We're self-isolating and need some escapism, so get stuck into these…
When it comes to TV shows, our digital sales manager Lucy considers herself something of an expert - and that’s putting it mildly. Every day she comes up with a show she recommends one of us would love, and she's usually spot on. Having scoured all the dark corners of Prime and Netflix to find the best shows, here she presents her ultimate list of favourites - because sharing is caring. Whether you’re self-isolating or just need some escapism, get stuck in.
Do you really need me to tell you what this is about? I can usually binge the whole ten seasons in about a week, but a normal person may need longer. Have it on in the background, just don’t let the laugh-track get to you.

○ ○ ○

- Aim 1:
Answer these questions about the TV recommendations text.
(a) What is Lucy's job?
(b) Which two services did Lucy search to find the best shows?
(c) According to the last paragraph, how long does the writer usually take to binge all ten seasons?
- Aim 2: Reproduce the TV recommendations text between "Do you really" and "get to you.", inclusive.

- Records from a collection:
○ ○ ○

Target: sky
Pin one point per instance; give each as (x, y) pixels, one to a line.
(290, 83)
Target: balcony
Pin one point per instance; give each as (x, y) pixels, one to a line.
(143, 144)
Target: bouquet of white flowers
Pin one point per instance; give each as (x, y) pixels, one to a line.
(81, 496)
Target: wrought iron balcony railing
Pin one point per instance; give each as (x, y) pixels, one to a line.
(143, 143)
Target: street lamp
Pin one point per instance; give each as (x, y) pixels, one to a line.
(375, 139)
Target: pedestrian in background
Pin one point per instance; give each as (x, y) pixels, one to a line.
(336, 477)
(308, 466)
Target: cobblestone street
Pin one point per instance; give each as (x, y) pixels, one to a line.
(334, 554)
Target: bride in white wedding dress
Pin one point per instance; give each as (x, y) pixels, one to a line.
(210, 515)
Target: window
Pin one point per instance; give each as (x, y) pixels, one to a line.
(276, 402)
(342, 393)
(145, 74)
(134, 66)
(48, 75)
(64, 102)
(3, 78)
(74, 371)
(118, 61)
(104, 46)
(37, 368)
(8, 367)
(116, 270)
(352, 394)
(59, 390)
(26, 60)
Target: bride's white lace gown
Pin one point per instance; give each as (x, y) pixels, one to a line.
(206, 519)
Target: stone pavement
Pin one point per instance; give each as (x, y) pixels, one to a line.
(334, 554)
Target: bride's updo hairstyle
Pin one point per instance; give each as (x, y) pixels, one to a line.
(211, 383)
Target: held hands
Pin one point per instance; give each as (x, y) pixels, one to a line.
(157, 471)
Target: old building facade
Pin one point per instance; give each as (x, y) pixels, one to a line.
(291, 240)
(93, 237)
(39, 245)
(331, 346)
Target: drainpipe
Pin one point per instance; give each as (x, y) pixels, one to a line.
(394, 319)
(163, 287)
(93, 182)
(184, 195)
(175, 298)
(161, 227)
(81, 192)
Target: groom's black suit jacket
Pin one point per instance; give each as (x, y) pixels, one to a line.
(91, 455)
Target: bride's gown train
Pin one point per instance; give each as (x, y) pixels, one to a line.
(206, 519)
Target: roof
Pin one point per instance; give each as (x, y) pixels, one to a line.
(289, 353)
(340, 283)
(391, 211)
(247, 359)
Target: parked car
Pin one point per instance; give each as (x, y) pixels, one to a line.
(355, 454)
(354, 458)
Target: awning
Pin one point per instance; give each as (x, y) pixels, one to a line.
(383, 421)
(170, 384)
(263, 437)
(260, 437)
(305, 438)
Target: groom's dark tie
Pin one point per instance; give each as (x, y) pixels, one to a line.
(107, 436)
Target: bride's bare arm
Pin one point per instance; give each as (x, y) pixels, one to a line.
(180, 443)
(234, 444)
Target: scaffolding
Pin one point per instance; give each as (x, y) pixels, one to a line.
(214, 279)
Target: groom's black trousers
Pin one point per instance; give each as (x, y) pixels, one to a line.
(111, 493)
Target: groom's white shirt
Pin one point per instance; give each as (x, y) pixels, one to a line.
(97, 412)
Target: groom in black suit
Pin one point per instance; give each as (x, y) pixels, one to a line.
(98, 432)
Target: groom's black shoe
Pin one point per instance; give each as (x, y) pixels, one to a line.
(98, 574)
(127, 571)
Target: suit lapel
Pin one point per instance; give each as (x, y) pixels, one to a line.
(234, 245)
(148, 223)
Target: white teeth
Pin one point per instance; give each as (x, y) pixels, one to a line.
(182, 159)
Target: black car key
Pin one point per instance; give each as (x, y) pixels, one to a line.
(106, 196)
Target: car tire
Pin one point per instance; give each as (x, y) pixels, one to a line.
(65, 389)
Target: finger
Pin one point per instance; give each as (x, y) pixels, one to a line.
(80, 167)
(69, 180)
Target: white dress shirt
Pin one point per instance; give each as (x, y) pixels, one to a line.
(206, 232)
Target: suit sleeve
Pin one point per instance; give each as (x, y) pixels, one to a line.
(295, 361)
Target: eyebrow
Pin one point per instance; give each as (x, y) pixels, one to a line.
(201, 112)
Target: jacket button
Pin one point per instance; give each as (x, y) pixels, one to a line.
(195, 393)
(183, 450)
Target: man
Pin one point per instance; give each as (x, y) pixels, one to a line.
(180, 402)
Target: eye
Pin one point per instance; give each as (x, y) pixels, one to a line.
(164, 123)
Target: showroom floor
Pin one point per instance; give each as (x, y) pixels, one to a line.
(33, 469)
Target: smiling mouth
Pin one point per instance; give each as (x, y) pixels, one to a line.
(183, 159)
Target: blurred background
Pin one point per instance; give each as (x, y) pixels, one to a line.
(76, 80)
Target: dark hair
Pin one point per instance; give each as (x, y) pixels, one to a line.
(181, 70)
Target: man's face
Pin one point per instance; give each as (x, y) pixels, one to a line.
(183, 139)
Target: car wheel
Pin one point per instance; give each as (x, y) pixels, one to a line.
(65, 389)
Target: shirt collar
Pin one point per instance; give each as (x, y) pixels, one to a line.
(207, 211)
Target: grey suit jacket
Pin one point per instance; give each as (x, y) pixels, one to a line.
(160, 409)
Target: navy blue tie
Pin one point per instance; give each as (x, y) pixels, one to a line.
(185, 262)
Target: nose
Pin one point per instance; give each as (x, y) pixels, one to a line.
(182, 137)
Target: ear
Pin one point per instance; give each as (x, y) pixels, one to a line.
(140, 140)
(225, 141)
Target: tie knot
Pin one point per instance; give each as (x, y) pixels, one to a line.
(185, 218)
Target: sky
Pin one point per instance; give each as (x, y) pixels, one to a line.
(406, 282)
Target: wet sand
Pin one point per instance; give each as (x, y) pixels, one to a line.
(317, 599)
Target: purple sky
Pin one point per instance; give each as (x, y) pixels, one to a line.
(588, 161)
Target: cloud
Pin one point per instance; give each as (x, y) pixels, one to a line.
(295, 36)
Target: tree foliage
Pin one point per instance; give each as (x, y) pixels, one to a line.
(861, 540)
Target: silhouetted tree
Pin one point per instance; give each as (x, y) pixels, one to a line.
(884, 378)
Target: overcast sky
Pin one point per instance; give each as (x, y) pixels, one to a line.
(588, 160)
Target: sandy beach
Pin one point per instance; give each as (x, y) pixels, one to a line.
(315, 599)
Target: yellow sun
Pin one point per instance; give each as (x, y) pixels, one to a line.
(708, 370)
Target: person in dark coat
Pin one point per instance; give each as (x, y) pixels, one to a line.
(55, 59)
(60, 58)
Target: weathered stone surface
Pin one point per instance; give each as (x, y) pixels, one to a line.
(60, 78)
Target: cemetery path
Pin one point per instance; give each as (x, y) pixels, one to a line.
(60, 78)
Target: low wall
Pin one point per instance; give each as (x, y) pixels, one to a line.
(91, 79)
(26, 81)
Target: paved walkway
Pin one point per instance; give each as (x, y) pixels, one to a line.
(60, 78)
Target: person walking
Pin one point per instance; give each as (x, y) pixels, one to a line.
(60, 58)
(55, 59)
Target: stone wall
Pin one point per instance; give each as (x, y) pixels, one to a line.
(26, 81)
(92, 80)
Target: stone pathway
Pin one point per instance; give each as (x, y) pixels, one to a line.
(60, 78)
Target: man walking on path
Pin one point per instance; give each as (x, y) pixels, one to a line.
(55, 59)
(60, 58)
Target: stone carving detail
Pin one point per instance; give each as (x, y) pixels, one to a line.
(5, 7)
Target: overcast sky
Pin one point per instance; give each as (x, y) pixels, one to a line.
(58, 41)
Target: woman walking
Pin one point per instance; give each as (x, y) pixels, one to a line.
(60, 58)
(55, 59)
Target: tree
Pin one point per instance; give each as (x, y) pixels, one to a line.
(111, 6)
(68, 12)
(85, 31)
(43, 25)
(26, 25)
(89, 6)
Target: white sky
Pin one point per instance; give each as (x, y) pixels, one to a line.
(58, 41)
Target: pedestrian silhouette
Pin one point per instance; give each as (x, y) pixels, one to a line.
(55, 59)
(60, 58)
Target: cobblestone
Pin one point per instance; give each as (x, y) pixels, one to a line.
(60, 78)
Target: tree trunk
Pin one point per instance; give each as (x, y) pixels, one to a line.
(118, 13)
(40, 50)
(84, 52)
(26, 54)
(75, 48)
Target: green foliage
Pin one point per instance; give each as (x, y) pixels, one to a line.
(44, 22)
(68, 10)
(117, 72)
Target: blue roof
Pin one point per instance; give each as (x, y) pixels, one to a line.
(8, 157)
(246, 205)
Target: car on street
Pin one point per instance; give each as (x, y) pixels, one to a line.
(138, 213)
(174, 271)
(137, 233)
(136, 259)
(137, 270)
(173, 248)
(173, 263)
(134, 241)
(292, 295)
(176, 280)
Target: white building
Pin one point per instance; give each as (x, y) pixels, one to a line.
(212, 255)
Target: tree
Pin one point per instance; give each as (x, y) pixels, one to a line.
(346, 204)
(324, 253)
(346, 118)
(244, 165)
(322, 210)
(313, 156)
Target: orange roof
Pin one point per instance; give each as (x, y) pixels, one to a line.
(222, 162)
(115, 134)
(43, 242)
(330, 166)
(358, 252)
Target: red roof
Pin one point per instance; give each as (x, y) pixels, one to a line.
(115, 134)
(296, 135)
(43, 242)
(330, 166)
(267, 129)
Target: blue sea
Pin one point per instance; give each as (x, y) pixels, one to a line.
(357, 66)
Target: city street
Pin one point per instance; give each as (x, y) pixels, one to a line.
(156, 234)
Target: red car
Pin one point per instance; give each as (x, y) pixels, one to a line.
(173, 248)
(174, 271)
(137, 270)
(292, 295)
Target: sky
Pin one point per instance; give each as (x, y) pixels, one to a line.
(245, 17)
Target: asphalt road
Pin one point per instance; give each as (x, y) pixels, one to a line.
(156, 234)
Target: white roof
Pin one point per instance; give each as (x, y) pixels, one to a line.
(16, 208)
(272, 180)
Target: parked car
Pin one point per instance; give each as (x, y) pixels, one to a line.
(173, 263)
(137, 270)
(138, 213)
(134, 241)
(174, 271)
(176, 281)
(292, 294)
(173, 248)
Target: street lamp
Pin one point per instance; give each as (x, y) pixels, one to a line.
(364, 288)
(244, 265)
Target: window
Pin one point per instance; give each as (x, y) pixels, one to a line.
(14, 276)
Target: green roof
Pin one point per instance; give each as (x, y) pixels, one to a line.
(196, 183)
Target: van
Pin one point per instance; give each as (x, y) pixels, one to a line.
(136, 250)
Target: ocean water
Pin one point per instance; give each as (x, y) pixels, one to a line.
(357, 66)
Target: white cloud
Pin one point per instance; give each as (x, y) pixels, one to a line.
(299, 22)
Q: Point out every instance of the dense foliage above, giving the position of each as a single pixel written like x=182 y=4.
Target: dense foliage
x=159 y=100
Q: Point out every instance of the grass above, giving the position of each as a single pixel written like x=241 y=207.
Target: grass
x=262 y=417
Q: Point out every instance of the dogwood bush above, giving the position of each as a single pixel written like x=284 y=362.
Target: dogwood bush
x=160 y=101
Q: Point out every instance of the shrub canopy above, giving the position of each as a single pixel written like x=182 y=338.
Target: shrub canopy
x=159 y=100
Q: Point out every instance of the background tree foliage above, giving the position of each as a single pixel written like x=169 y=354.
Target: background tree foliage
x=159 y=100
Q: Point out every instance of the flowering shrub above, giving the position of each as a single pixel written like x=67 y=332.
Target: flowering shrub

○ ○ ○

- Problem solution 1:
(a) Digital sales manager
(b) Prime and Netflix
(c) About a week

- Problem solution 2:
Do you really need me to tell you what this is about? I can usually binge the whole ten seasons in about a week, but a normal person may need longer. Have it on in the background, just don’t let the laugh-track get to you.